> [YOUR ASSIGNMENT]: Could you output every record below exactly as it appears?

> [Saved entries]:
┌────────
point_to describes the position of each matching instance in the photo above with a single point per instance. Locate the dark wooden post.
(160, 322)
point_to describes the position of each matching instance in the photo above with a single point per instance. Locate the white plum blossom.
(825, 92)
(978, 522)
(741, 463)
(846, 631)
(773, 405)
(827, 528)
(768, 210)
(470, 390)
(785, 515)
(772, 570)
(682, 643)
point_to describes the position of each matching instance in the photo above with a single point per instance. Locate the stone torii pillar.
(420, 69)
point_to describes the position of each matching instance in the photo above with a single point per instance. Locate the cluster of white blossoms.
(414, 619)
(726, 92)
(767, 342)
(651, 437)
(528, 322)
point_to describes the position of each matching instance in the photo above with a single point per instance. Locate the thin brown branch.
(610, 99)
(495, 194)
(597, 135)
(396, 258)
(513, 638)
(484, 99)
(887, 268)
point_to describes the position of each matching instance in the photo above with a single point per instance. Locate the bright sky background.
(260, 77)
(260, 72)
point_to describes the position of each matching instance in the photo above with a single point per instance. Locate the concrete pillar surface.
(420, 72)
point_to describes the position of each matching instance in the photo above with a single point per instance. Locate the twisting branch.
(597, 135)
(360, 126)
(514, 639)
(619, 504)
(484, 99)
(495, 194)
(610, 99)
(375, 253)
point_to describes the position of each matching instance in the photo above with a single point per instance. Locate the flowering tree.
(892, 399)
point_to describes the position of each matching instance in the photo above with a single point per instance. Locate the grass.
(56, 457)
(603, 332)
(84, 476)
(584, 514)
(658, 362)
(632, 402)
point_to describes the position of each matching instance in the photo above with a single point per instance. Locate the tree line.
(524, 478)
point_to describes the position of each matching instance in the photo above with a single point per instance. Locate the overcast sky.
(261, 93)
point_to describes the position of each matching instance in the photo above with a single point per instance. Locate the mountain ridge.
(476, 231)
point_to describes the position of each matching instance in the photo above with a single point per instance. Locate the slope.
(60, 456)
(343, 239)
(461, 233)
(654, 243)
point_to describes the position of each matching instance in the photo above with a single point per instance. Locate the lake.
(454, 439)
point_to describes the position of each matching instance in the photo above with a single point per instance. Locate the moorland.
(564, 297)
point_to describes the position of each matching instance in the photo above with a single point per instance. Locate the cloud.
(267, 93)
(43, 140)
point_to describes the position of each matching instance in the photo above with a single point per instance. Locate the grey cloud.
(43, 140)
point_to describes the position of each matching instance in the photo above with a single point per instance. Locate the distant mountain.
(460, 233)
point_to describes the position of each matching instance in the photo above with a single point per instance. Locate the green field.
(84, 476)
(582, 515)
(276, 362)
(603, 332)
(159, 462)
└────────
> [RESULT OF THE TASK]:
point_to describes the position of each matching instance in the photo above with a single point per instance. Locate the dark wooden post.
(160, 322)
point_to describes the position of each matching instance in the photo above with a single point per instance. Locate the white plum blossom.
(825, 92)
(978, 522)
(741, 463)
(846, 631)
(773, 405)
(827, 528)
(768, 210)
(470, 390)
(785, 515)
(772, 570)
(682, 643)
point_to describes the position of each matching instance in the photo above with a single point per instance. Locate the stone torii pillar.
(420, 69)
point_to describes the position of each matching instance in the photo above with a single point per instance. Locate the cluster of white blossoms.
(414, 619)
(726, 92)
(767, 342)
(651, 437)
(528, 322)
point_to describes the position of each matching instance in the photo above with a single point per instance. Locate the thin brown branch.
(610, 99)
(495, 194)
(597, 135)
(396, 258)
(513, 638)
(484, 99)
(887, 268)
point_to describes the position of each matching instance in the photo above with a single point per instance. Locate the bright sky background.
(260, 77)
(260, 72)
point_to describes the position of each matching instance in the photo above with a single point per instance. Locate the concrete pillar surface.
(420, 72)
point_to describes the position of each matching instance in the photo above with a single point per instance. Locate the twisting branch.
(597, 135)
(360, 126)
(514, 639)
(619, 504)
(484, 99)
(495, 194)
(610, 99)
(375, 253)
point_to describes the position of each matching instance in the photo above with a single point per instance. Locate the flowering tree.
(892, 399)
point_to describes the position of each matching instance in the photo above with a single point per instance. Locate the grass.
(56, 457)
(603, 332)
(84, 476)
(584, 514)
(658, 362)
(632, 402)
point_to describes the position of each matching instance in the photo above with a single point per instance. Locate the tree line.
(524, 478)
point_to describes the position of each matching instance in the photo above with a single point per instance. Locate the overcast sky.
(261, 93)
point_to describes the position of each matching instance in the photo above with a single point per instance. Locate the mountain ridge.
(476, 231)
point_to describes the position of each matching instance in the photo above with a single point per instance. Locate the slope.
(60, 456)
(343, 239)
(461, 233)
(654, 243)
point_to describes the position of each matching instance in the photo above with a single point per instance. Locate the lake.
(454, 439)
point_to describes the position of each matching instance in the photo above with a single point per instance. Locate the moorland.
(564, 297)
point_to describes the position of each matching instance in the photo above with a single point per instance. Locate the cloud.
(267, 93)
(43, 140)
point_to describes the position of each matching instance in the photo above with a single point per instance. Locate the grey cloud.
(43, 140)
point_to describes the position of each matching instance in the photo above with a single point per instance. Locate the distant mountain.
(460, 233)
point_to describes the position of each matching instance in the photo above with a single point per instance. Locate the green field.
(84, 476)
(582, 515)
(276, 362)
(603, 332)
(159, 462)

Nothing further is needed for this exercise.